# GIVEN PASSAGE
★ ★ ★

Ideally, as close to real time a model of conditions before a given match we want to predict can be generated. Once a sufficient number of matches have been played in a given tournament, priors on court speed can be updated as well. 

For now, we will use ace% per given tournament from the previous year (when available) as a proxy for court speed. Conditions, of course, are dictated by a number of factors, including the balls, altitude, watering frequency (clay) and sand incorporation in the mix for hard courts. Also, indoor conditions tend to be faster than outdoor. This is challenging to model because all conditions variables are seldom the same from year to year at a given venue. Plus, even the weather at the time of a match will make a considerable difference in court conditions, possibly even greater than the underlying "weather neutral" conditions. 

In [None]:
# First, generate by-tournament ace%
t_ace_perc = df_player5[["p_name","t_name","t_id","p_ace%"]]
t_ace_perc.head()

In [None]:
# Before computing by-tourny, by-year means, removing data from the three largest ace outliers in tennis history (apologies to Andy Roddick and Milos Raonic).
# Their absense or presence, esecially if they go very deep in the tourny, really does make a big difference at the individual tourny level as far as ace stats.
t_ace_perc = t_ace_perc[~t_ace_perc['p_name'].str.contains("Karlovic")]
t_ace_perc = t_ace_perc[~t_ace_perc['p_name'].str.contains("Isner")]
t_ace_perc = t_ace_perc[~t_ace_perc['p_name'].str.contains("Opelka")]
t_ace_perc.info()

In [None]:
# computes mean ace % per tourny per year (minus the 6'7" and above outliers removed above)
t_ace_perc = t_ace_perc.groupby(['t_id','t_name']).mean().round(2)
t_ace_perc.head(20)

In [None]:
t_ace_perc = t_ace_perc.sort_values(by=['t_name','t_id'], ascending = False)

★ ★ ★

# DATA EXTRACT

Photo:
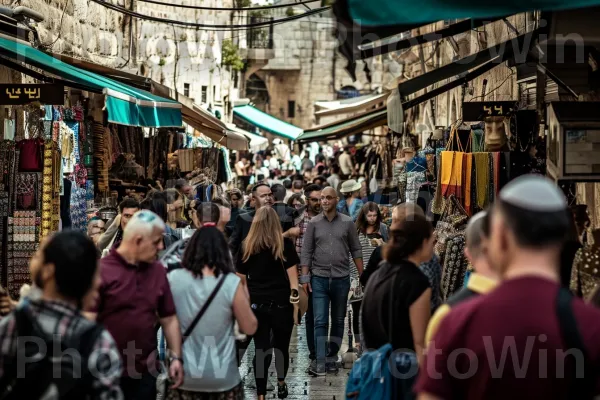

★ ★ ★

# PROBLEM STATEMENT
List the factors that the text on tennis court speed says dictate court conditions.

# TASK RESPONSE
- The balls
- Altitude
- Watering frequency (clay)
- Sand incorporation in the mix for hard courts